Problem requirements
Put each nonblank line, from the start of the items through the line that contains "M 283 131 L", into a Markdown table with the columns Entry and Content, numbering the rows in the Entry column.

Input material
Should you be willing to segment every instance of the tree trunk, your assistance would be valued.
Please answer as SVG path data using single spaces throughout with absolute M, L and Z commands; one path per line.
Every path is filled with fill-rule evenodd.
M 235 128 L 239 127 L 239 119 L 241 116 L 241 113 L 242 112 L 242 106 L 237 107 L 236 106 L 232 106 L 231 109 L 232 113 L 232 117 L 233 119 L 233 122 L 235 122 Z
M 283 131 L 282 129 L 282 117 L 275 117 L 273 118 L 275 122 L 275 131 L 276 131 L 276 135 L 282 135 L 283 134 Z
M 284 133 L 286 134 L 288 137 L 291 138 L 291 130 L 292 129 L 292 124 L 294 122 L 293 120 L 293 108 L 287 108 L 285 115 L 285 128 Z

Written reply
| Entry | Content |
|---|---|
| 1 | Should you be willing to segment every instance of the tree trunk, your assistance would be valued. |
| 2 | Please answer as SVG path data using single spaces throughout with absolute M, L and Z commands; one path per line. |
| 3 | Every path is filled with fill-rule evenodd. |
| 4 | M 235 128 L 239 127 L 239 119 L 241 116 L 241 113 L 242 112 L 242 106 L 237 107 L 236 106 L 232 106 L 231 109 L 232 113 L 232 117 L 233 119 L 233 122 L 235 122 Z |
| 5 | M 283 131 L 282 129 L 282 117 L 275 117 L 273 118 L 275 122 L 275 131 L 276 131 L 276 135 L 282 135 L 283 134 Z |